:: TASK DATA
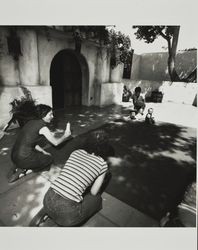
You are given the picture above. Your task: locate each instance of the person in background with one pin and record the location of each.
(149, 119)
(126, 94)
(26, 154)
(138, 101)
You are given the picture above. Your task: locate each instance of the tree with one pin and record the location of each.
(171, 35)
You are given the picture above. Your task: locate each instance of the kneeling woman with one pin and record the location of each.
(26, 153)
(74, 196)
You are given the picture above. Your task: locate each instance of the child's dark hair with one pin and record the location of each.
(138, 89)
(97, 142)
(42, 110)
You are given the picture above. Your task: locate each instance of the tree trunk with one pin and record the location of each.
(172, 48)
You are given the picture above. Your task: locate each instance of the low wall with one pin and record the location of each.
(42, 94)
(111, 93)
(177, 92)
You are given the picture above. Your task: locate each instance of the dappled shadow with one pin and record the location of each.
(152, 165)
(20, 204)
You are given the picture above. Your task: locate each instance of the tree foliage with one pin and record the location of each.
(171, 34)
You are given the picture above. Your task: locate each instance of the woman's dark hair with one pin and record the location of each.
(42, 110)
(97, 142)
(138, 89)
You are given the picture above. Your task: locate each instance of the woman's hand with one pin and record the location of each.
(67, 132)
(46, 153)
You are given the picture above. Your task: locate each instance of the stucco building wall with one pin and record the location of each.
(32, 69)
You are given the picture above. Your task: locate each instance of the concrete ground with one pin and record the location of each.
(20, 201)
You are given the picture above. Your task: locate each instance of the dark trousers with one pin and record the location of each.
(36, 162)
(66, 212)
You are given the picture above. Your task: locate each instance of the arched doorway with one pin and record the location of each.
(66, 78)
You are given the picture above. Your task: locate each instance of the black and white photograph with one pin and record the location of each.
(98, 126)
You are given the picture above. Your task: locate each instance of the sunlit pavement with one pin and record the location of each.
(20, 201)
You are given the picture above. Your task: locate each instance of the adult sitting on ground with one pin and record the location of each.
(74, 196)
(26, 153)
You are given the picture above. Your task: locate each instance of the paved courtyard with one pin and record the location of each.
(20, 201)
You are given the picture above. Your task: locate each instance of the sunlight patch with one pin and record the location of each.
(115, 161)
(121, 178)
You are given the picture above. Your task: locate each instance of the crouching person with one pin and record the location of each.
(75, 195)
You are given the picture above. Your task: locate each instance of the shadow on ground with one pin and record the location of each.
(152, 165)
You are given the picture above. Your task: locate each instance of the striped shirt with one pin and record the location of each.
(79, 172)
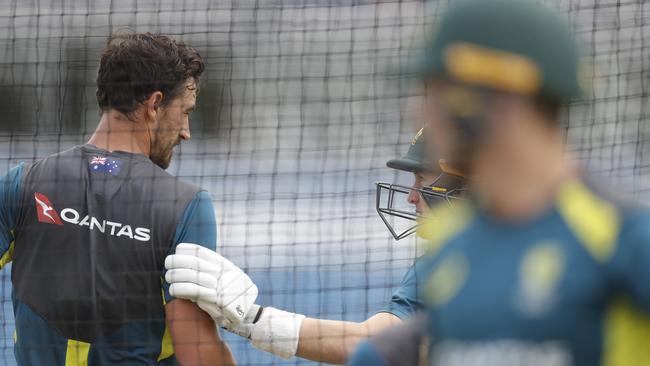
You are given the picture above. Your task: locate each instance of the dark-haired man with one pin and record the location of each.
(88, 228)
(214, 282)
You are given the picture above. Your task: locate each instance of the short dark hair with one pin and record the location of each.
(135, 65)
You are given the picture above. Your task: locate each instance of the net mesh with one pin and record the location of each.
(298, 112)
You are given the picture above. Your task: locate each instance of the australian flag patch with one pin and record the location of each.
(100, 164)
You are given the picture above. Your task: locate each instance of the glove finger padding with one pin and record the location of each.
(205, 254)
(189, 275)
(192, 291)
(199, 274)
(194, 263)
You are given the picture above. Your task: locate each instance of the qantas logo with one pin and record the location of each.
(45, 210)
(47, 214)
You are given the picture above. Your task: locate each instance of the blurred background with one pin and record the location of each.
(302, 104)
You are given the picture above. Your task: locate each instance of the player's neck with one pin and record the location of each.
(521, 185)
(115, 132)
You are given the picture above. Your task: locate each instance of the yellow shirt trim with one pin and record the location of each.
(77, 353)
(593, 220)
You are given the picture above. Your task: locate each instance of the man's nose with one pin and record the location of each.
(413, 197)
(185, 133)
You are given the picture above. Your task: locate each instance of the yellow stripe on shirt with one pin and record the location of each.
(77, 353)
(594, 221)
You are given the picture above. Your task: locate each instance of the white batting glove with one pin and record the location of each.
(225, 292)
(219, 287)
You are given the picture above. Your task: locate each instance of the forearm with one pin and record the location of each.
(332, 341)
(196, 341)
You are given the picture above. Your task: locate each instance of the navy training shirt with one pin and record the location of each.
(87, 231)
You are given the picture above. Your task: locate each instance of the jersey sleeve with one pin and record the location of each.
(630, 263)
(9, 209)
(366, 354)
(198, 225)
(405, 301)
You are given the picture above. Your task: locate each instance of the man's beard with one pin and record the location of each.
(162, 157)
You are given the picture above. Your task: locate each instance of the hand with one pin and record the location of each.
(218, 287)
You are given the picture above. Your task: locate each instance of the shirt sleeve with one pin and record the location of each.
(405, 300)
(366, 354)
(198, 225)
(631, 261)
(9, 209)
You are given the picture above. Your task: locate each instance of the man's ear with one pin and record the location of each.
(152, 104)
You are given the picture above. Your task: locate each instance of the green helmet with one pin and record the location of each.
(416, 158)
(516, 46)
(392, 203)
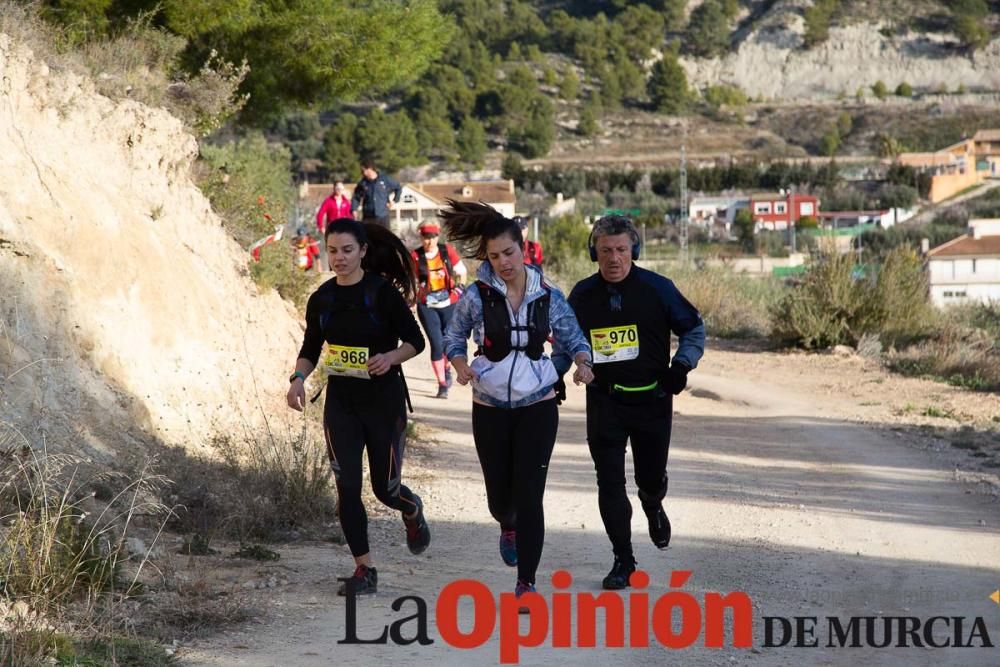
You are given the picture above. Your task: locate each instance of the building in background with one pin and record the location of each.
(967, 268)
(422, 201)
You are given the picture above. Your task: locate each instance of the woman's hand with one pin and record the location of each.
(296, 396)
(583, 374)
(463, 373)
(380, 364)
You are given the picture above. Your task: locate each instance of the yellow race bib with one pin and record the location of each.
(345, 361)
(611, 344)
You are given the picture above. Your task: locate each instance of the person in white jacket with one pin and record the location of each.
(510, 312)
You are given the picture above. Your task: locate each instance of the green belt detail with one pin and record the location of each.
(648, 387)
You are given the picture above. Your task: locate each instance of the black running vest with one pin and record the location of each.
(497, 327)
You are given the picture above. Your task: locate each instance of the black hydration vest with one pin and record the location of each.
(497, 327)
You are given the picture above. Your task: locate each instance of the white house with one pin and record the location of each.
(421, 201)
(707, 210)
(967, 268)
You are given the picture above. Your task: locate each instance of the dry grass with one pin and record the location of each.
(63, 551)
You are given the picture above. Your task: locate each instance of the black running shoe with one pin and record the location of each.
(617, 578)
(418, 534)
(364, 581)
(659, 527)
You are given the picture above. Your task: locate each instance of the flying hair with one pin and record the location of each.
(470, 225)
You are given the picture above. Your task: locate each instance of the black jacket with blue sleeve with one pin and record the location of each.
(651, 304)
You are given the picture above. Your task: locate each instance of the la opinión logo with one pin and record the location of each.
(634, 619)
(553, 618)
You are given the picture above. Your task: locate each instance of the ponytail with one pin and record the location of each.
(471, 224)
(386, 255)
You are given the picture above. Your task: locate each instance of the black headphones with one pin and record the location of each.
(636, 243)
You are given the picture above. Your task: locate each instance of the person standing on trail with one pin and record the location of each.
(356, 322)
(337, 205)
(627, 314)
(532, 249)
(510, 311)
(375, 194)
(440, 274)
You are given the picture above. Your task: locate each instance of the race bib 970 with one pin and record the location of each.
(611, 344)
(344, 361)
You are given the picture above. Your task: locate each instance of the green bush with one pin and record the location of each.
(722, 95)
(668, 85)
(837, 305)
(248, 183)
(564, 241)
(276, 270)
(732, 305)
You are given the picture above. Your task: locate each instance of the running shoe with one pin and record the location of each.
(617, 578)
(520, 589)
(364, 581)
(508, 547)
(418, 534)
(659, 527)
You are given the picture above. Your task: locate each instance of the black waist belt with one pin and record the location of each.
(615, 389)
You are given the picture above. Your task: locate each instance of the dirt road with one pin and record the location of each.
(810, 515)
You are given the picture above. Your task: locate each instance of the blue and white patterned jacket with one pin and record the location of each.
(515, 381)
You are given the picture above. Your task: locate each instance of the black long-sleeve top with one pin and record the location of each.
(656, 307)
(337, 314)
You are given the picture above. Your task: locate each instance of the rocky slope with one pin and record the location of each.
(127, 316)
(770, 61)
::::
• **TASK PROMPT**
In the transcription, every picture is to be excluded and the records above given again exactly.

• **REPLY**
You are given the picture above. Your task: locate each instance of the person in background with one pin and record the location of each.
(149, 119)
(126, 94)
(26, 154)
(138, 101)
You are given the picture above. Your task: locate each instance of the tree with one pin and record the location of each.
(171, 35)
You are given the picture above. Your task: locate each instance of the kneeling woman with one pin and record the location of each.
(26, 153)
(74, 196)
You are given the picture above. Your task: locate each instance of the child's dark hair with one pin and record the location of each.
(138, 89)
(97, 142)
(42, 110)
You are given the picture above. Your task: locate each instance of the tree trunk with one pin and record the location of each.
(172, 48)
You are given the picture above. Your task: locate each instance of the low wall with one pin and record the location of each.
(42, 94)
(111, 93)
(177, 92)
You are given the picture above. Your task: locate each instance of the dappled shadow with one pin and record the location of each.
(152, 165)
(20, 204)
You are given the picture above. Your task: locate each instance of the tree foliage with one pin and record the location of each.
(171, 34)
You are given the picture above. Your task: locate each instance of the woman's dark hair with one pin and record the location of each.
(42, 110)
(97, 142)
(138, 89)
You are given the picture above. Your task: locate each instance of the woman's hand with one pin and record the location of each.
(67, 132)
(46, 153)
You are given the picture above. Your task: locate each instance of the stucco building wall with one pin and record the location of each.
(32, 69)
You are given the picture above. Your task: locate each instance of the concrete ground with one pin and record the location of each.
(20, 201)
You are given the picture above. Your task: locate each instance of the dark trousers with one pin and record the location of each.
(36, 162)
(66, 212)
You are given the picture above. Your task: locate each instance of the arched doorway with one pin and record the location of each.
(66, 78)
You are given the picture above. Your task: locate each instance of the black and white photograph with one pin and record the location of each.
(98, 126)
You are given the picture above. Your task: locate each instance of the sunlit pavement with one pin and record the location of each.
(20, 201)
You are given the picture above. Your task: locate each instance of the adult sitting on ground with one pin and record the location of each.
(74, 196)
(26, 153)
You are given the picture above. Your task: locate each instance of the paved courtyard with one pin and record the location of each.
(20, 201)
You are given the picture above. Your task: locate each instance of the sunlight patch with one pin and record the location of each.
(115, 161)
(121, 178)
You are given the picture above. Your task: locate each instance of the crouching person with one pin and record the location of each.
(75, 195)
You are given the picture above. Your task: locate each instance of the shadow on ground with one pin and record the location of each.
(152, 165)
You are given the picture above. Your task: locate each instance of the striped shirt with one pin and record the location of each.
(79, 172)
You are given the picture above. Your task: locate each instance of the dark-haired man with one pin and record the location of each.
(88, 228)
(214, 282)
You are given the picture above. Your task: locate each instance of the short dark hair with one pin and record the location of each.
(135, 65)
You are given the picture above. Your task: locate each instance of the net mesh with one pin and record the location of each.
(298, 112)
You are given the picture above. Your task: locate each instance of the australian flag patch with one pin and record the location of each.
(100, 164)
You are given the picture above. Your task: locate each instance of the glove finger padding with one pin and record the location of each.
(205, 254)
(189, 275)
(192, 291)
(199, 274)
(194, 263)
You are given the picture above. Your task: locate each instance of the qantas logo with one pin and record the location of each.
(45, 210)
(47, 214)
You are given the picture above. Your task: locate each instance of the blurred background with one pin and record the location of each.
(302, 104)
You are given the picture above. Your task: locate each instance of the player's neck with one pin and record the location of each.
(521, 185)
(115, 132)
You are given the picture above. Your task: locate each instance of the yellow shirt trim with one pin and record the location of each.
(77, 353)
(593, 220)
You are given the picture above. Your task: locate each instance of the man's nose with one pin and record the location of each.
(413, 197)
(185, 133)
You are given the picture above. Your task: locate each instance of the yellow stripe on shirt with one pin and record the location of each.
(77, 353)
(594, 221)
You are given the picture above. Your task: locate each instance of the white batting glove with one pin and record the location of each.
(225, 292)
(219, 287)
You are given the picture above. Your task: locate each instance of the forearm with one pin and record the location of each.
(332, 341)
(196, 341)
You are given the picture above. Your task: locate each instance of the navy training shirt with one pin and record the location of each.
(87, 231)
You are given the picture above. Your task: locate each instance of the jersey sleeve with one pin and record the location of each.
(630, 263)
(9, 209)
(366, 354)
(198, 225)
(405, 301)
You are given the picture above. Your task: locate each instance of the man's beard with one pin and record the location of each.
(162, 157)
You are given the picture above. Your task: locate each instance of the hand with one pin and record the location of each.
(218, 287)
You are given the picture above. Your task: locate each instance of the shirt sleeve with one pin and record the location of each.
(405, 300)
(366, 354)
(198, 225)
(631, 261)
(9, 209)
You are given the picture above. Your task: locate each instance of the man's ear with one pin and record the location of each.
(152, 104)
You are given the picture above. Your task: locate each instance of the green helmet with one pin and record the location of each.
(416, 158)
(516, 46)
(392, 203)
You are given the picture above. Your task: locate each instance of the building in background with one pin and record the location of each.
(967, 268)
(422, 201)
You are given the picture above. Your task: locate each instance of the woman's hand with one pin and record the location of each.
(296, 396)
(583, 374)
(463, 373)
(380, 364)
You are given the picture above. Your task: locate each instance of the yellow race bib with one pin and record the location of each.
(345, 361)
(611, 344)
You are given the picture above. Your task: locate each instance of the person in white jacket with one pin and record the location of each.
(510, 312)
You are given the picture above. Your task: locate each instance of the green belt detail with one pin and record the location of each.
(648, 387)
You are given the picture above. Your task: locate each instance of the black running vest with one pin and record the location of each.
(497, 327)
You are given the picture above. Your task: locate each instance of the black hydration vest with one pin and record the location of each.
(497, 327)
You are given the picture above. Your task: locate each instance of the white house with one pin and record the location of each.
(421, 201)
(707, 210)
(967, 268)
You are given the picture above. Your task: locate each instance of the dry grass with one pin and record the location of each.
(63, 551)
You are given the picture above. Your task: locate each instance of the black running shoe with one pin and record the location of each.
(617, 578)
(418, 534)
(364, 581)
(659, 527)
You are given the picture above. Your task: locate each instance of the flying hair with one pin and record the location of each.
(470, 225)
You are given the picture above. Your task: locate each instance of the black jacket with blue sleeve with one pin and record the location of each.
(651, 304)
You are given the picture above. Your task: locate each instance of the la opinión logo with one pin and record the location of each.
(634, 619)
(553, 618)
You are given the picture above. Your task: locate each instance of the ponytail with one pin and record the location of each.
(471, 224)
(386, 255)
You are given the picture above. Your task: locate each instance of the black headphones with one pin and record the location of each.
(636, 243)
You are given the picture above. Your task: locate each instance of the person standing on trail with one pin and record the location of each.
(356, 322)
(337, 205)
(627, 314)
(532, 249)
(510, 311)
(375, 194)
(440, 274)
You are given the picture above. Your task: locate each instance of the race bib 970 with one pin and record the location of each.
(611, 344)
(344, 361)
You are given the picture above. Your task: locate each instance of the green bush with one pin and record the location of each.
(722, 95)
(668, 85)
(837, 305)
(248, 183)
(564, 241)
(276, 270)
(732, 305)
You are given the picture above. Your task: locate each instance of the running shoe with one pin and record the location of each.
(617, 578)
(520, 589)
(364, 581)
(508, 547)
(418, 534)
(659, 527)
You are given the picture above. Your task: locate each instance of the black waist belt with one pin and record the location of each.
(615, 389)
You are given the picture above. Your task: locate each instance of the dirt road with one pin and record the location of each.
(810, 515)
You are given the picture above. Your task: locate each instance of the blue and white patterned jacket with one pin and record the location of each.
(515, 381)
You are given the picture above. Your task: locate each instance of the black long-sleeve top with one pin and record the location of each.
(656, 307)
(337, 314)
You are given the picture above. Your task: locate each instance of the rocky slope with one pin and record the location of each.
(127, 316)
(770, 61)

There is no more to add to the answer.